§ Study material
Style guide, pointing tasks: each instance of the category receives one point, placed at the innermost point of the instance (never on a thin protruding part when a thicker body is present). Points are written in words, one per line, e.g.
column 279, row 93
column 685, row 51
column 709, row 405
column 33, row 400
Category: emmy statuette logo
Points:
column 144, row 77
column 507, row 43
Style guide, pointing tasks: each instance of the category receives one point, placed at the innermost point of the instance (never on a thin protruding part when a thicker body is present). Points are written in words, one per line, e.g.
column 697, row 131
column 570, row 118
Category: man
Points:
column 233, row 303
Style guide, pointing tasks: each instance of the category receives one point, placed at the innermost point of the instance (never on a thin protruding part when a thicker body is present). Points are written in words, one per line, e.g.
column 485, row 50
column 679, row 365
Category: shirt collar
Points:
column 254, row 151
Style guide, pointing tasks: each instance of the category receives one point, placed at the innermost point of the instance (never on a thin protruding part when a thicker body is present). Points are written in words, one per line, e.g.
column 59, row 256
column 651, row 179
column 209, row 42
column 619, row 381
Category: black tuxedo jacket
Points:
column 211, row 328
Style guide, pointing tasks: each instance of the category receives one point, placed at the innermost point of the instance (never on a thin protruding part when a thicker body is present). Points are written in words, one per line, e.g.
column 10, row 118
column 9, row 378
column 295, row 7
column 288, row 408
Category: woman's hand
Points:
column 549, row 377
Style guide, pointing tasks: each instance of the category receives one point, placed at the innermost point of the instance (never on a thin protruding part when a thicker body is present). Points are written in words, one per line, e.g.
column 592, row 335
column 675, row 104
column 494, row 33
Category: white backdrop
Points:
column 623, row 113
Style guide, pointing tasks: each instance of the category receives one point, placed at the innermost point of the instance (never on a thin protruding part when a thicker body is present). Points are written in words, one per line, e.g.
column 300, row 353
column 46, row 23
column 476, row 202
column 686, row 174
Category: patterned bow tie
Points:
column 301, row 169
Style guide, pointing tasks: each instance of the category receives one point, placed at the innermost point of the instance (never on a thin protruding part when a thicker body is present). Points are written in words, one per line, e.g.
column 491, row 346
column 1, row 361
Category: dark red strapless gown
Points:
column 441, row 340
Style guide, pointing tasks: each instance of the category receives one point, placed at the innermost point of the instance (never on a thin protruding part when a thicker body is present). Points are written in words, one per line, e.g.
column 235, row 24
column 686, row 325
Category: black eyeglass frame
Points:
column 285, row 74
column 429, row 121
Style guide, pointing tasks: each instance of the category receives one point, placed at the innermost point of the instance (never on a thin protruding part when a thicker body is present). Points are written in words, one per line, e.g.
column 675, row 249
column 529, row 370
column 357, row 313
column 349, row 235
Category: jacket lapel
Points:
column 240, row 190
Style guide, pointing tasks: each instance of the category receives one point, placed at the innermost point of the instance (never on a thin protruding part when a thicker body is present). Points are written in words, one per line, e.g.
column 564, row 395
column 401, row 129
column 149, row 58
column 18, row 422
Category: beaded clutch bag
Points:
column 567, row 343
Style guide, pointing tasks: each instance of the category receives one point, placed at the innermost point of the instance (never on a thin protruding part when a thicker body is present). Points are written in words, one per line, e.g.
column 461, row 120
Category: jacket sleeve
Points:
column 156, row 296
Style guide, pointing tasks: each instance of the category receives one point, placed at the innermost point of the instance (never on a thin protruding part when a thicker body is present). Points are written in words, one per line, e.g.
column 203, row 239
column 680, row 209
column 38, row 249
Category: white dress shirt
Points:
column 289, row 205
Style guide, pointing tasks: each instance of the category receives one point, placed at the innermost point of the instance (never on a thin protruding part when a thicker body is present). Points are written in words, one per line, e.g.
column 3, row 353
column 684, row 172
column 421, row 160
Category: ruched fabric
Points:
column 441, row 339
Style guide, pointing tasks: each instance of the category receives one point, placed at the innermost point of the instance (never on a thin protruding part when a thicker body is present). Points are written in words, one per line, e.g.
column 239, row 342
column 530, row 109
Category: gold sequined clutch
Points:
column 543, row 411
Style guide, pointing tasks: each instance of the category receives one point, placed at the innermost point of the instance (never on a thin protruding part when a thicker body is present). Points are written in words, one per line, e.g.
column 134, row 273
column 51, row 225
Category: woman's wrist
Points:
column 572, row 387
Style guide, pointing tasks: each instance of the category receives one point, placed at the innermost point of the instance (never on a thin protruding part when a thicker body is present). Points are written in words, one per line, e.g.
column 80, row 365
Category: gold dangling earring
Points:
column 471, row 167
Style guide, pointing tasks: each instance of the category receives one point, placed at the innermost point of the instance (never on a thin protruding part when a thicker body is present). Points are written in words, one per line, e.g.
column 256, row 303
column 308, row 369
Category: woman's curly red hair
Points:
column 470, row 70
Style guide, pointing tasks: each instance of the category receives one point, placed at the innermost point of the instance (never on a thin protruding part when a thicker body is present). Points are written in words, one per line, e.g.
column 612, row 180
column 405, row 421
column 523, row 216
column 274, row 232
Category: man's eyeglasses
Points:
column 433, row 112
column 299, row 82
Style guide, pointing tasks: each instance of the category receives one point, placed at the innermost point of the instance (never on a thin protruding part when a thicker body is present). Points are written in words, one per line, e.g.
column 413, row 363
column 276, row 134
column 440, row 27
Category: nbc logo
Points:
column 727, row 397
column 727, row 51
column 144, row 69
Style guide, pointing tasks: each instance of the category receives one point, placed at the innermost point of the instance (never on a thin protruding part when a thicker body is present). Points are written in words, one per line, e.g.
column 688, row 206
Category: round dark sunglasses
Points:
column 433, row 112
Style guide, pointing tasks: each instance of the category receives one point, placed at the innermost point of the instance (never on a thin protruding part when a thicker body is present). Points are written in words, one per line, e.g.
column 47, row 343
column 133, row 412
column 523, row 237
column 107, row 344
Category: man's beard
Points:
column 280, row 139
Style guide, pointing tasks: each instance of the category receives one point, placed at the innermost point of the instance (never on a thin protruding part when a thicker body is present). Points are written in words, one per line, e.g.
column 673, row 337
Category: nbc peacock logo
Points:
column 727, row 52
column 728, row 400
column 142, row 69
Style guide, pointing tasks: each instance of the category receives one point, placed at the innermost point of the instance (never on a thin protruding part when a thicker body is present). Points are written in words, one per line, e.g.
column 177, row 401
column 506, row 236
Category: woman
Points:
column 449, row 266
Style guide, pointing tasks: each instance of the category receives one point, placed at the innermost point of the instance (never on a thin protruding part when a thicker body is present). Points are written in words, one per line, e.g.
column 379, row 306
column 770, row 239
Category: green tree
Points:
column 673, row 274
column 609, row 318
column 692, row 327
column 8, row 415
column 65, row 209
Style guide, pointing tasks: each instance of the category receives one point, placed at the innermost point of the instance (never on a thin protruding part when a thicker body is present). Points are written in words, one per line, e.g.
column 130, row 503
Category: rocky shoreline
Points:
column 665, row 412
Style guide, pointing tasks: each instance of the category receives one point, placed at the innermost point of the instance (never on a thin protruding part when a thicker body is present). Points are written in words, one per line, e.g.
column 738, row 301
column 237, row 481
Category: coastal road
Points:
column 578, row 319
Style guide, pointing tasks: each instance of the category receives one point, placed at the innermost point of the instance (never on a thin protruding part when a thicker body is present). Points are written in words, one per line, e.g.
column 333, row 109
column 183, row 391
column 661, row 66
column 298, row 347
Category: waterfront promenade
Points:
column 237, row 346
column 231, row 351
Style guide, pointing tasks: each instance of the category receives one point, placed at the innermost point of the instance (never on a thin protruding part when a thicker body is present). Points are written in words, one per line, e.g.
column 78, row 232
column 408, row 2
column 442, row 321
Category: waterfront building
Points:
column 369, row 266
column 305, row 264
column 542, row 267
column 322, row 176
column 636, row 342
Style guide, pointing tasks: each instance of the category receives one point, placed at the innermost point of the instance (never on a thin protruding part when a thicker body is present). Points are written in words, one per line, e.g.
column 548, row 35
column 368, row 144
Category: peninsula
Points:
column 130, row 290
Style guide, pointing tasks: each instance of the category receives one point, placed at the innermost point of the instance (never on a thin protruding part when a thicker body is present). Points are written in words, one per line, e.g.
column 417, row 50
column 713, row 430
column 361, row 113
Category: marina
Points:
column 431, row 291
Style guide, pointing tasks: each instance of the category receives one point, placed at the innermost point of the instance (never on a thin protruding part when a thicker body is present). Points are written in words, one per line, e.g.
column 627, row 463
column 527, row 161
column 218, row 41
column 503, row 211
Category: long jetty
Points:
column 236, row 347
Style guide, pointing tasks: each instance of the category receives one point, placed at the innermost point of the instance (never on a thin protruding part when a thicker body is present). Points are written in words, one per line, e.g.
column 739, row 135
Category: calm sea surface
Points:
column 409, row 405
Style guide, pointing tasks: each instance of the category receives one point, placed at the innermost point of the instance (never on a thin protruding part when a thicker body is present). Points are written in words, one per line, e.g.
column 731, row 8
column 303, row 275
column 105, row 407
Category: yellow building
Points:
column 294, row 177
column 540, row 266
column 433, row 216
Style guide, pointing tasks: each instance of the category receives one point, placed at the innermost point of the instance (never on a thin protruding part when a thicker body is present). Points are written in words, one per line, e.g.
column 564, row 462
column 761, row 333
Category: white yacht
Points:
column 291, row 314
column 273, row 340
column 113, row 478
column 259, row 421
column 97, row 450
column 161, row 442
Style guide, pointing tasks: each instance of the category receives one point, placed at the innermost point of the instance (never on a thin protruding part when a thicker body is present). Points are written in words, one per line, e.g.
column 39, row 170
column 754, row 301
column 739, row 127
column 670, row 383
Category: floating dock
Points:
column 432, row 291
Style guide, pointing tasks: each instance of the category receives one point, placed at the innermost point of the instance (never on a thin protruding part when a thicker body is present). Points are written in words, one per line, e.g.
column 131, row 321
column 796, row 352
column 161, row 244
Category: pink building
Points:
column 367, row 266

§ The task
Reproduce only the lines from the top of the material through the one bearing "Category: emmy statuette logo", each exactly as it stands.

§ Reply
Style guide, pointing tasks: each instance of the category receives one point, placed at the innermost point of the instance (never on a thin protruding part when a thicker body is present). Points are written in words, one per line, e.g.
column 279, row 93
column 685, row 51
column 709, row 405
column 33, row 400
Category: emmy statuette logo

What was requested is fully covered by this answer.